From the forum excerpt on model averaging, copy word for word the passage that begins with the words containing "There are applications" and ends with "estimates across databases.".

— START OF EXTRACT TO READ —

There are applications of BMA out there that average over all sorts of things:

  • which individual data points are treated as outliers
  • different transformations of response and predictor variables in regressions
  • graphical models
    No particular reason not to average over different causal estimates although there might be some interpretational challenges

Model averaging provides a way to combine different estimates computed on the same data. Meta analytic approaches can then combine those model averaged estimates across databases.

1 Like

I agree with this comment. I am not sure whether this question is about the model itself (that is, the study population and all variables are defined identically and only the statistical model changes) or broader heterogeneity might exist (eg, exposure might be defined somewhat differently in different analyses). If models address the same question, it would make sense to combine their results. One good example is multiple imputation, in which we run the same analysis several times just changing the imputed value, and we then average the results. I always felt that the value of using different models to assess one question is that each model brings some strengths and the value is in having several estimates instead of one. For example, an article looked at the association between use of antibiotics in pregnancy and asthma in childhood (https://doi.org/10.1136/bmj.g6979); the cohort design resulted in a positive association and the sibling design did not. The interpretation was that the sibling design was better at controlling within-family confounding. We would not want to combine the estimates from those two analyses and loose the explanatory value of actually having two results.

— END OF EXTRACT TO READ —
— START OF DATASET SECTION —

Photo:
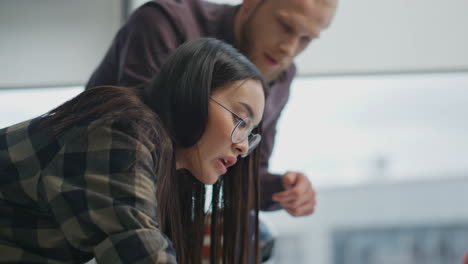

— END OF DATASET SECTION —

-- RESULT OF THIS EXERCISE --
There are applications of BMA out there that average over all sorts of things:

  • which individual data points are treated as outliers
  • different transformations of response and predictor variables in regressions
  • graphical models
    No particular reason not to average over different causal estimates although there might be some interpretational challenges

Model averaging provides a way to combine different estimates computed on the same data. Meta analytic approaches can then combine those model averaged estimates across databases.